How to complete this task: Print out every line of the listing below without alteration.

Dataset content:
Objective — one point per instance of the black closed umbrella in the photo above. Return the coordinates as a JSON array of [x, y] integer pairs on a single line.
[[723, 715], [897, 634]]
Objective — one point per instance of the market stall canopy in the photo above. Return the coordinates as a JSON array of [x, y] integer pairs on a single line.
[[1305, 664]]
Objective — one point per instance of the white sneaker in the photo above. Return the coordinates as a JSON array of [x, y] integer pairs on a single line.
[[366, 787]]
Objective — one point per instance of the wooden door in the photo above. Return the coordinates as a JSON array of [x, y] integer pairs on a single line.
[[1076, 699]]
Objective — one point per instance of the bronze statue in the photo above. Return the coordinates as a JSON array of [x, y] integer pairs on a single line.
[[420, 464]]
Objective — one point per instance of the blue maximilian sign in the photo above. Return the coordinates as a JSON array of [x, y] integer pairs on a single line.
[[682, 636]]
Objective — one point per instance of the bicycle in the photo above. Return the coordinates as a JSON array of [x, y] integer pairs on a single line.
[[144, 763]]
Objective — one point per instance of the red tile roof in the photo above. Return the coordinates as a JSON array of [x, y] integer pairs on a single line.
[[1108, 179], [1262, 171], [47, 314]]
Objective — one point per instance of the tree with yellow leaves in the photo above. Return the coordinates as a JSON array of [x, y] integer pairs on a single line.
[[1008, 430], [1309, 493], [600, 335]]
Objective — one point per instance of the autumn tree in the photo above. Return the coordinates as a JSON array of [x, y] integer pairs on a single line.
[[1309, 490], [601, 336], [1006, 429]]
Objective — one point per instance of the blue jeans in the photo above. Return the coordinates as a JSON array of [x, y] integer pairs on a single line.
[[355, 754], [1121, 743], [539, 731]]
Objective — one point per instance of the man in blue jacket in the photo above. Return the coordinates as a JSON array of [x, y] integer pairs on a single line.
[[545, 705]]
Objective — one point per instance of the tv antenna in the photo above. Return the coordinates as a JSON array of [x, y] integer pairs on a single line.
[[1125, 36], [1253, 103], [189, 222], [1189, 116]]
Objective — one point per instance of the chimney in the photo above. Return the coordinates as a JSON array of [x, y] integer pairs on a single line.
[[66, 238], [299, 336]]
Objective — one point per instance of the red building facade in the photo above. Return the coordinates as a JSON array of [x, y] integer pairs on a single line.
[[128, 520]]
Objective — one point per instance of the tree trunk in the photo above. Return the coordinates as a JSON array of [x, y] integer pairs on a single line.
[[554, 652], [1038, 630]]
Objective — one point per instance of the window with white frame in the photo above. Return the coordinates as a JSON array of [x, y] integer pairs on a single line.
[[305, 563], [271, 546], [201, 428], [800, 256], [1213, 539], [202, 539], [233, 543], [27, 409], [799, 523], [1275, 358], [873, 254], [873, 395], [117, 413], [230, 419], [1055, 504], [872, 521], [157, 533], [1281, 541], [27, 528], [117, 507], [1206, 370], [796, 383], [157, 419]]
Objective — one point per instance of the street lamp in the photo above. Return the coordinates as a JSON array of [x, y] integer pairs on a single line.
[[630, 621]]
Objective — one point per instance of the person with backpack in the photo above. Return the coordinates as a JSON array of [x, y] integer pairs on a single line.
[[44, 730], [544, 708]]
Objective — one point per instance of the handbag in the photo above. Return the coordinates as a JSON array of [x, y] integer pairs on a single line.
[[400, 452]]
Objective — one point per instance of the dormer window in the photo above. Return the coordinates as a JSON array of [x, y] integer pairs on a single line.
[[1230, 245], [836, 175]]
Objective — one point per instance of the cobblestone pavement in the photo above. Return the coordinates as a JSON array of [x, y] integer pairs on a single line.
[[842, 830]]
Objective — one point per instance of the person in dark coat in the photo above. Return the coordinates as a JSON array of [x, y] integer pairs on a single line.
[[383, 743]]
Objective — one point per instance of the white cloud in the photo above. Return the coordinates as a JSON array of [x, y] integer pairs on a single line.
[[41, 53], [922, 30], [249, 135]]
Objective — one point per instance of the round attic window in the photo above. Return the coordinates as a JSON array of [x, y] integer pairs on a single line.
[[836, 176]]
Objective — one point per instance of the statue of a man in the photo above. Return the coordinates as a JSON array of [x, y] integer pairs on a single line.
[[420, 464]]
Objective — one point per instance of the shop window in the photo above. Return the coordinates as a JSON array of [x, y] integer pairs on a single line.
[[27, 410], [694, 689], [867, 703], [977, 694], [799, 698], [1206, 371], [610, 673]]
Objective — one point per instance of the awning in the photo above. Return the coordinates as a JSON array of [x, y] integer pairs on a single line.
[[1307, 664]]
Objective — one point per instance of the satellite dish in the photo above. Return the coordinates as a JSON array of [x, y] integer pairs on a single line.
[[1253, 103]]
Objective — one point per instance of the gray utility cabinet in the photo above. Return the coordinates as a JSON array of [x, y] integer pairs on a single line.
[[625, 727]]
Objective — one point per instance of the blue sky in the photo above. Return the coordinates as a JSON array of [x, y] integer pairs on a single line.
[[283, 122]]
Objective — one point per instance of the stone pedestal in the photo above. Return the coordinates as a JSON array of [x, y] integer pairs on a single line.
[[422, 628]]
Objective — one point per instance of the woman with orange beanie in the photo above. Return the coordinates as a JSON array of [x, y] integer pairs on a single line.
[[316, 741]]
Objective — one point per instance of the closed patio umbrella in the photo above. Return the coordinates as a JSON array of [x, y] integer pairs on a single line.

Response:
Objective — one point per instance of the black closed umbrella in the photo above. Return the coordinates as a JSON array of [x, y] integer pairs on a single line.
[[723, 715], [897, 634]]
Objective — one point per instance of the market stall canopy in the photo above. Return the coordinates as a JSON array of [x, y] integer pairs on a single line.
[[1305, 664]]
Objective — one point per instance of the white sneaker in the photo above. Return the coordinates as a JSON array of [x, y] integer pairs on a single line.
[[366, 787]]
Objective — one point per instance of the wooden door in the photo above. Return the coordinates as a JSON array of [x, y] integer pairs on a single line.
[[1076, 699]]
Objective — one point per instance of the bronze statue in the photo above. Return the coordinates as a JSON array of [x, y] integer pairs on a single line.
[[420, 464]]
Objective — one point per instance of the blue maximilian sign in the photo above. Return the coordinates as a JSON array of [x, y] integer pairs on a single line.
[[682, 636]]
Objective — one point per instance of the bicycle in the photo above. Return the coordinates as a JSON array of [x, y] integer pairs on a single line.
[[144, 763]]
Objective — one point per instance of the red tile roof in the photo above. Return the coordinates as a JSON array of [x, y] integer pairs on a single line.
[[1108, 179], [1262, 171], [47, 314]]
Objective — one point per instance of the tree with yellow leaves in the photo above. Return the coordinates as a JSON array of [x, y] integer pairs on a single line.
[[1008, 430], [1309, 493], [600, 335]]
Objective — one point per instance of the autumn tree in the photo above. Return the coordinates as a JSON array of [x, y] integer pairs on a single line.
[[1309, 490], [601, 336], [1006, 429]]
Objective — one point per instance of the blue jeans in the photo above. Return the coordinates as a JSON array of [x, y] integer pairs on a single line.
[[355, 754], [1121, 743], [539, 731]]
Objective — one point per instance of the man in blue jacket in the photo above. Return the coordinates as a JSON array of [x, y] integer pairs on a single line.
[[545, 705]]
Objective — one point per instance of the tv antenna in the photo above. Return the coordinates as a JSON array of [x, y] integer pairs on a single line.
[[1125, 36], [1253, 103], [189, 222], [1189, 116]]
Objective — one point per instance of the chimney in the photo above. Return the coordinates as a JSON array of [x, y] integer pairs on a single line.
[[66, 238], [299, 336]]
Objective — one point per instance of the red building facade in the photo above. Return the coordinates as a JSON array of [x, y] integer pairs on a single line.
[[128, 520]]
Objective — one point per instance of the tree trunk in the photo above. Return the coordinates as a JSON array of [x, y] integer pairs on a single line.
[[554, 652], [1038, 630]]
Objective — one point per instance of the window with white frame in the photo above. Return the coordinates as a JSON array of [x, y] integer pairs on a single line.
[[305, 563], [271, 546], [201, 428], [800, 256], [1213, 539], [202, 539], [233, 543], [27, 409], [799, 523], [1275, 358], [873, 254], [873, 395], [117, 413], [230, 419], [1055, 504], [872, 521], [157, 533], [1281, 541], [27, 528], [117, 507], [1206, 370], [796, 383], [157, 419]]
Objective — one point per instance of the street lamp in the photo above. Return the coordinates as a JSON array of [x, y] integer pairs on a single line.
[[630, 621]]
Objective — one point per instance of the person with backpack in the photo above. Return the coordinates as a JSON array of [x, y] integer pairs on a single line.
[[44, 730], [544, 708]]
Objective — one point per instance of the handbag in the photo above. Return the coordinates as a JSON array of [x, y] integer pairs on a single line.
[[400, 452]]
Objective — one point per instance of the dormer window in the photo above. Return the coordinates as a JSON array of [x, y] integer pairs on a single line.
[[1230, 245], [836, 175]]
Objective — one point per instance of the cobblestone pavement in the photo above. Return the coordinates as a JSON array of [x, y] integer pairs on a single line.
[[842, 830]]
Objective — one point per instance of the person in dark coat in the photo above. Return the coordinates as a JSON array of [x, y] integer pairs on a single line.
[[383, 743]]
Objective — one point per instance of the white cloud in the photo above. Return the coordinates as a JSON array of [x, y] integer pairs on a single line.
[[41, 53], [922, 30], [249, 135]]
Objective — one point per instance of the round attic window in the photo above. Return the coordinates as a JSON array of [x, y] integer pairs on a single line.
[[836, 176]]
Objective — one point per instance of the statue of a man in the photo above. Return the coordinates as a JSON array of [x, y] integer pairs on a single line.
[[420, 464]]
Objective — one point per instance of the shop window in the photo above. Return the coordinates as a JSON array of [x, y] integer pairs on a single line.
[[27, 410], [694, 689], [867, 703], [977, 694], [799, 698], [1206, 371], [610, 673]]
Objective — one point per instance of the awning in the photo above. Return the coordinates as a JSON array of [x, y] integer pairs on a single line.
[[1307, 664]]
Objective — one point per instance of the satellite dish in the photo above. Return the coordinates as a JSON array of [x, y] integer pairs on a single line.
[[1253, 103]]
Objective — one point per instance of the gray utility cabinet in the photo above. Return the coordinates as a JSON array of [x, y] integer pairs on a single line.
[[625, 727]]
Objective — one point per instance of the blue sky in the photo above. Return the coordinates as a JSON array of [x, y] integer pairs on a single line.
[[283, 122]]
Objective — one point per instance of the stone pedestal in the photo above. Return the coordinates as a JSON array of [x, y] integer pairs on a single line.
[[422, 628]]
Objective — one point per instance of the woman with orange beanie in the photo above. Return the coordinates as a JSON array of [x, y] integer pairs on a single line.
[[316, 741]]
Objective — one point per instance of the closed patio umbrella in the photo above. Return the coordinates as a JSON array of [x, y] integer pairs on a single line.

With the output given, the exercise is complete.